# Task prompt
Retype everything in the data from the very first line down to the line containing "[[[0,0],[0,4],[1,3],[14,3],[14,2],[9,0]]]", including that line.

(Spatial annotation data)
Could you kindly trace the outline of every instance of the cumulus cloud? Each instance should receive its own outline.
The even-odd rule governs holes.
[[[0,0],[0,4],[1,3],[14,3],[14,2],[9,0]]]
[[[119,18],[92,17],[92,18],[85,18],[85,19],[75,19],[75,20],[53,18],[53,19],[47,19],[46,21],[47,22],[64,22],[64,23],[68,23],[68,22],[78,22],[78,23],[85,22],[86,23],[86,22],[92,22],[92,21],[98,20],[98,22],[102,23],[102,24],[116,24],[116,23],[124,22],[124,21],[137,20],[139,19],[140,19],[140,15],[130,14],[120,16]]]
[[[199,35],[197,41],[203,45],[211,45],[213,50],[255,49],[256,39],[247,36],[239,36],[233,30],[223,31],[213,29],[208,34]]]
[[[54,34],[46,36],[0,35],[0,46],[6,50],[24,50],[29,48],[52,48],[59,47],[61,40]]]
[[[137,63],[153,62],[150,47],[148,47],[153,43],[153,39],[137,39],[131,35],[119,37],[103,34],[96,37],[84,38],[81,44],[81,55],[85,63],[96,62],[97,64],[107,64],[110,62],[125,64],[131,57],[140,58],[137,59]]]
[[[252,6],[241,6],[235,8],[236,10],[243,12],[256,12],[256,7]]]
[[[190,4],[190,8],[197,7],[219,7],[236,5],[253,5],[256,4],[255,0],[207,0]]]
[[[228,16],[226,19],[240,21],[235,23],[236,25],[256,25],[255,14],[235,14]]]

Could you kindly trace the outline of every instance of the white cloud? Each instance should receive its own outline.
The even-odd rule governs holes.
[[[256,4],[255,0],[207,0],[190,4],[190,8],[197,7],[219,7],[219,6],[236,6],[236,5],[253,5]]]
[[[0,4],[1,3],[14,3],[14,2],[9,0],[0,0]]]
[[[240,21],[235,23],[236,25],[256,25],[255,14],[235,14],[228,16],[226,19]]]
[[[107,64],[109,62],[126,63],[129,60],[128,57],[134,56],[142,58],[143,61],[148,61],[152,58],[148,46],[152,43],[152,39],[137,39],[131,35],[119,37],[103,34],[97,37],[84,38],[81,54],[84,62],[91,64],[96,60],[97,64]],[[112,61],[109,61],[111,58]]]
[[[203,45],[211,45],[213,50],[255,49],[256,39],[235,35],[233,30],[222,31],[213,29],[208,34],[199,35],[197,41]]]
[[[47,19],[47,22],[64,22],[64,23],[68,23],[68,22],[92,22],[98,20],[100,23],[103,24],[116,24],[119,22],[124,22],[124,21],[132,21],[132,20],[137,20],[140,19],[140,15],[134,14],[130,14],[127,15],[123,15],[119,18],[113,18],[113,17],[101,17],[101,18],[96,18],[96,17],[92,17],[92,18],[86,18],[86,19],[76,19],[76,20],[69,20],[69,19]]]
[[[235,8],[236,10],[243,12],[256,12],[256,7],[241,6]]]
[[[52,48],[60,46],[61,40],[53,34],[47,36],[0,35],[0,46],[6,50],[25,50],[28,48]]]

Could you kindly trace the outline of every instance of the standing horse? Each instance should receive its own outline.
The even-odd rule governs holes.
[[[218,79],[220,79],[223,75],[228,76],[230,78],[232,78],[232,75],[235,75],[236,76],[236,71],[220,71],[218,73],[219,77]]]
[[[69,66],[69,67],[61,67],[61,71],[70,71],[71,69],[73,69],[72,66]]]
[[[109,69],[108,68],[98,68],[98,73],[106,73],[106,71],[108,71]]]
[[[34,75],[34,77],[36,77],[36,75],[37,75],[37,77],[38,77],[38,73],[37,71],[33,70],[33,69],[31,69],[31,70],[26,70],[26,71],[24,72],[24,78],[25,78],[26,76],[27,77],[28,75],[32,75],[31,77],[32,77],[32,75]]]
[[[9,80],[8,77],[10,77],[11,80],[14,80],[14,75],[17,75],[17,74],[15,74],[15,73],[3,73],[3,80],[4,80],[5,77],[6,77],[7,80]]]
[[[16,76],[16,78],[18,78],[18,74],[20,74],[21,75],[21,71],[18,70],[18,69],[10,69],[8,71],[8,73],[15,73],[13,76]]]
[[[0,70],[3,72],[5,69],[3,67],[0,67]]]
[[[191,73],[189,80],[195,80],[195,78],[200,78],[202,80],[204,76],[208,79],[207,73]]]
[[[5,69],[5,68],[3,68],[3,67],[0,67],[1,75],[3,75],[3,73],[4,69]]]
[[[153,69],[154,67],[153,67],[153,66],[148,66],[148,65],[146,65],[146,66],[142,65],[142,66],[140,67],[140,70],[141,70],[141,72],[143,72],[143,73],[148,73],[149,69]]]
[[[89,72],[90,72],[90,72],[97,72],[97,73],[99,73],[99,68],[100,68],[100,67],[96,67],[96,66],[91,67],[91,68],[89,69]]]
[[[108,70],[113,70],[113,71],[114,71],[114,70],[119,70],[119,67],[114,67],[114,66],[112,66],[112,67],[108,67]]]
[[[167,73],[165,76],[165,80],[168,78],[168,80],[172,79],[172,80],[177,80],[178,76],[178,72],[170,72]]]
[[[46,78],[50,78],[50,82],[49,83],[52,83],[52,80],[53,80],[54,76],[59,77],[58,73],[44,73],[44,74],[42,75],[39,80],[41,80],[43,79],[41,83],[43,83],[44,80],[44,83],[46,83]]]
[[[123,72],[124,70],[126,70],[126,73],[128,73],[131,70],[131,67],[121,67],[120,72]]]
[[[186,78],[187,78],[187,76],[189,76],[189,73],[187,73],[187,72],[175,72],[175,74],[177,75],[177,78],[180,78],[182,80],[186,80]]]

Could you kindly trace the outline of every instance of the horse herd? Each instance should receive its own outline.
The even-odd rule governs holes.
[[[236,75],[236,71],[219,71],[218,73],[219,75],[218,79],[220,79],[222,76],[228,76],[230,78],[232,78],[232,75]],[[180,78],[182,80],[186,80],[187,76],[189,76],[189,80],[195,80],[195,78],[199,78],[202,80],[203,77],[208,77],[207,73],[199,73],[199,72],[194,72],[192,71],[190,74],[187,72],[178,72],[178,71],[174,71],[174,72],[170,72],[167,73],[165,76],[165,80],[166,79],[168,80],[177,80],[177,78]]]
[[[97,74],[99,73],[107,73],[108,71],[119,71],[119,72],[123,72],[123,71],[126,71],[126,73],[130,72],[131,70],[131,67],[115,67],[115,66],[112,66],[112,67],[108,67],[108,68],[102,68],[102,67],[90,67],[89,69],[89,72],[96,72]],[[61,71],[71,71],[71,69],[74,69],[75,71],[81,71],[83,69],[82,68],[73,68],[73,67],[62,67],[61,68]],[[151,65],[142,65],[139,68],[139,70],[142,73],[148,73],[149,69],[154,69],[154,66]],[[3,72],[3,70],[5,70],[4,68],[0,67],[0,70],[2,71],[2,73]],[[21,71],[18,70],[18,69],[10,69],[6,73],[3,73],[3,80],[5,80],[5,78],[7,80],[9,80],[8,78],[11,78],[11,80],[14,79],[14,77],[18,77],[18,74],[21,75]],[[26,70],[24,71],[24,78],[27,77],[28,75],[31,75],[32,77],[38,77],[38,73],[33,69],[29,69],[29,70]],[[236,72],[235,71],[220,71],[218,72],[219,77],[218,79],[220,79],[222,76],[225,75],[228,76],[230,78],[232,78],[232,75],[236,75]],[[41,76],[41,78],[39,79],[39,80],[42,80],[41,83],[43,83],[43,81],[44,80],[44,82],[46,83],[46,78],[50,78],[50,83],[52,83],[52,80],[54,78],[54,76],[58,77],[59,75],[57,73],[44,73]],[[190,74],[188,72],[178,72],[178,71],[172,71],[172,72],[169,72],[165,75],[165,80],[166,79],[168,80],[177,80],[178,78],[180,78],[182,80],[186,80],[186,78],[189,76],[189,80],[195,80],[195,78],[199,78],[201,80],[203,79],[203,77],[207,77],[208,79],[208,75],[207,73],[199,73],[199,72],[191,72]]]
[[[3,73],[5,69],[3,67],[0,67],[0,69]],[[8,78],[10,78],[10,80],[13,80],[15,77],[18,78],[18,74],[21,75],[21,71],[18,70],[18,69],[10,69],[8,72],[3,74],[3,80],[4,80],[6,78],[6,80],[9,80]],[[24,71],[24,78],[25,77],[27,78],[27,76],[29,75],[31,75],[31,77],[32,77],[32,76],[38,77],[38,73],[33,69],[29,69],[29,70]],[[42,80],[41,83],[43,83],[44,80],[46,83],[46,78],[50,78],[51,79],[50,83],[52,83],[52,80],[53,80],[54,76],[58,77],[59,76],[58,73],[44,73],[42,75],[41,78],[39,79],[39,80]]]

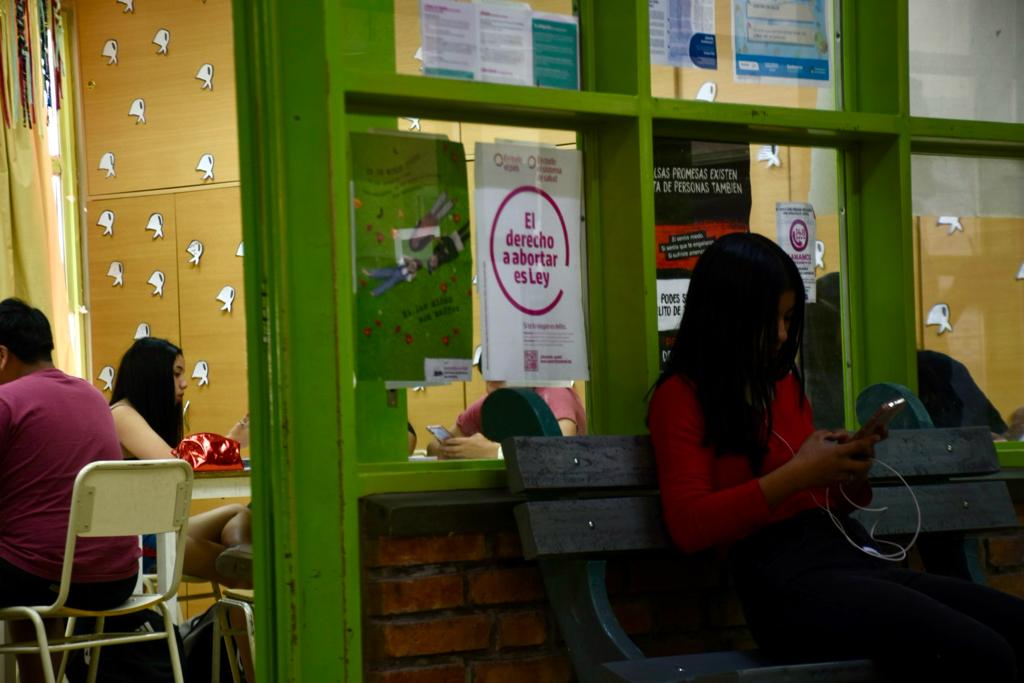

# Solution to the problem
Could you kindly trace the outline of every instance of the cumulus cloud? Each instance should receive its own outline.
The even-odd rule governs holes.
[[[0,0],[0,4],[1,3],[14,3],[14,2],[9,0]]]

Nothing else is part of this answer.